** START Extracted information **

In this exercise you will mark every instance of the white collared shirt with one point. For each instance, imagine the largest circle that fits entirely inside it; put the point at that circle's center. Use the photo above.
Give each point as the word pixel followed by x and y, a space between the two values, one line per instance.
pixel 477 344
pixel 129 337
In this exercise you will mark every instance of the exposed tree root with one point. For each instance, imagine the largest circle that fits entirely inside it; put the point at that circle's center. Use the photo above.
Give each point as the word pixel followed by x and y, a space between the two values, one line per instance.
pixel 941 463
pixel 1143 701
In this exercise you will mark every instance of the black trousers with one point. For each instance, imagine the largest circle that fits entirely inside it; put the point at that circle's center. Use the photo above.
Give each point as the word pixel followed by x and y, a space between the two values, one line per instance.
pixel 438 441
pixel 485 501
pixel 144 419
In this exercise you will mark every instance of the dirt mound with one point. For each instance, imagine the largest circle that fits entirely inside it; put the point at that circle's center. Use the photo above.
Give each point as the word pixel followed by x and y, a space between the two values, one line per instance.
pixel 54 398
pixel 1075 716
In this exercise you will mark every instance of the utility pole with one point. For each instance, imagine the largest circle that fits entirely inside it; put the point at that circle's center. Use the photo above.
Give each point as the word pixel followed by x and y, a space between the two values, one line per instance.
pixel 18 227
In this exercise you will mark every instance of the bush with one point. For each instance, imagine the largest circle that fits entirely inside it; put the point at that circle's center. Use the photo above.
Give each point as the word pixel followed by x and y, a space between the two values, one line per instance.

** END Extracted information **

- Task -
Copy everything from the start of the material down to the line containing "pixel 129 337", swapping "white collared shirt" for "blue collared shirt" and keeping all else as it stands.

- Worked answer -
In this exercise you will mark every instance of the blue collared shirt with one point. For each instance, imagine the largest circle that fits entirely inside it; put the point at that circle's center. Use the photo above.
Give each point as the word pixel followed by x and y, a space between the two values, one line per instance.
pixel 477 344
pixel 129 337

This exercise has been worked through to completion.